Exercise: Using the entries below, transcribe exactly the line containing "point: white sink" and each line that follows it to the end.

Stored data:
** begin **

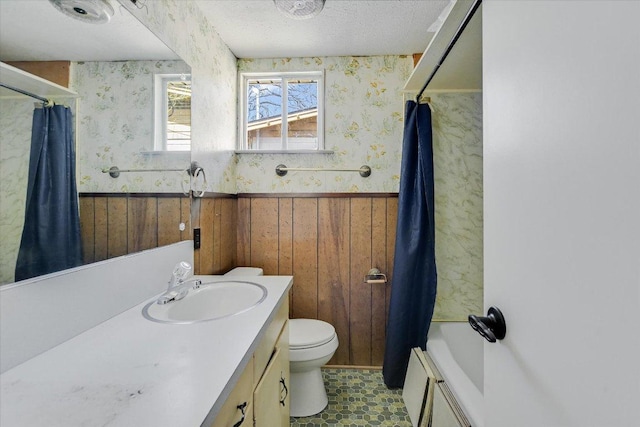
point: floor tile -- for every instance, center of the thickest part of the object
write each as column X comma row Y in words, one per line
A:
column 358, row 397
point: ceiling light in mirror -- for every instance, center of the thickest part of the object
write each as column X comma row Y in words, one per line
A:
column 299, row 9
column 90, row 11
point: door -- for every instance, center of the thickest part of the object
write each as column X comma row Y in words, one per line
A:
column 562, row 211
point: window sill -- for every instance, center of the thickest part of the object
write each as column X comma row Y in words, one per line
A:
column 162, row 153
column 284, row 151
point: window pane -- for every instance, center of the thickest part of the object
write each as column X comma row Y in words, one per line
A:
column 178, row 115
column 302, row 115
column 264, row 114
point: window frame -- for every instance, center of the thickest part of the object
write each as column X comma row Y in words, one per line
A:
column 319, row 76
column 160, row 110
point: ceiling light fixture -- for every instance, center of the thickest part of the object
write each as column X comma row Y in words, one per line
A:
column 90, row 11
column 299, row 9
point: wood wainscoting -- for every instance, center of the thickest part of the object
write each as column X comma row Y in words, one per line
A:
column 328, row 243
column 216, row 216
column 114, row 224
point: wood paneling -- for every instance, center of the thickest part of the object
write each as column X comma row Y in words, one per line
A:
column 217, row 218
column 54, row 71
column 360, row 292
column 305, row 258
column 118, row 224
column 334, row 271
column 328, row 243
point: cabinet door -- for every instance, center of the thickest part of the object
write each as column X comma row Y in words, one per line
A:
column 268, row 395
column 237, row 410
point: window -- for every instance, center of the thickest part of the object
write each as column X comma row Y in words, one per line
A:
column 282, row 111
column 172, row 112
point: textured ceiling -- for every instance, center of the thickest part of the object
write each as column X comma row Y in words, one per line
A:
column 256, row 29
column 33, row 30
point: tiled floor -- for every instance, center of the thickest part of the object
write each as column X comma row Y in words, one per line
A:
column 358, row 397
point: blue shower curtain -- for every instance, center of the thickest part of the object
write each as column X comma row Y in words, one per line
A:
column 51, row 235
column 413, row 290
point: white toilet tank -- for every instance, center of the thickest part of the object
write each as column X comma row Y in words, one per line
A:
column 245, row 271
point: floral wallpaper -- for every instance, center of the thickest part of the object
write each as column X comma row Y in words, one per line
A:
column 183, row 27
column 457, row 158
column 363, row 126
column 115, row 127
column 15, row 142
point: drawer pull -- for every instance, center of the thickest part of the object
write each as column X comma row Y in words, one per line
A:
column 242, row 407
column 284, row 389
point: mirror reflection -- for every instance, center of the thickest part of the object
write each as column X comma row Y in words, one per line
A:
column 131, row 110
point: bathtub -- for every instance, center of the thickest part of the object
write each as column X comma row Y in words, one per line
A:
column 457, row 351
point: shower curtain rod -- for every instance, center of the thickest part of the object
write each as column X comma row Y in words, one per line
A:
column 452, row 43
column 24, row 92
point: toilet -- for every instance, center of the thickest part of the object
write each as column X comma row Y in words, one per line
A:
column 312, row 343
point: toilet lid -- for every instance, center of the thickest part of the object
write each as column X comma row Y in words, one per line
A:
column 305, row 333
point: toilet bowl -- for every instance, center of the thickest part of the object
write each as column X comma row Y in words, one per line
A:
column 312, row 343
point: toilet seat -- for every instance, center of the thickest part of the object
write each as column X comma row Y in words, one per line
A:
column 309, row 333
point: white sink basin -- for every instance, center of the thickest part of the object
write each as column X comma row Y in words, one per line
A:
column 211, row 301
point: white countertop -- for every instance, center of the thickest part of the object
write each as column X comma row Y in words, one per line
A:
column 129, row 371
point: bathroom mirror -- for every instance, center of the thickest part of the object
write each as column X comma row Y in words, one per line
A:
column 114, row 68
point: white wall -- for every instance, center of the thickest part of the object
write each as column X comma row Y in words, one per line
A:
column 38, row 314
column 562, row 211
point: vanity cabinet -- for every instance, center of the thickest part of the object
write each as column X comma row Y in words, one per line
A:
column 260, row 398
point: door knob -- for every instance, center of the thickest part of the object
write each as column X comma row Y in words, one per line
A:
column 492, row 326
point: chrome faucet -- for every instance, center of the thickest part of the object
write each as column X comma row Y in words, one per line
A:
column 176, row 289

** end **

Reply:
point: white sink basin -- for every instance, center of the thickest part of the object
write each as column X comma row Y in words, one per line
A:
column 211, row 301
point: white countertop -- for every instance, center of the thickest part of the object
write each as column X comma row Y in words, one per line
A:
column 129, row 371
point: bathroom mirror -- for every instance, center of the thickest part of the object
write each as column X comma row Y in words, one per line
A:
column 114, row 68
point: white wall -- for every instance, center of the thickest part of the object
write each as column X comma row Y in words, one per line
A:
column 38, row 314
column 562, row 211
point: vanity cabinet -- for every instance, center of the thickest part of the object
write each as column X comma row Y in words, one per line
A:
column 260, row 398
point: door knob -- for every instance, center of the thickest part of the object
write each as column X comma row Y in words, one per line
A:
column 492, row 326
point: chrome faucet -- for every instance, center of the thickest part of the object
write each as column X comma row Y in words, one per line
A:
column 176, row 289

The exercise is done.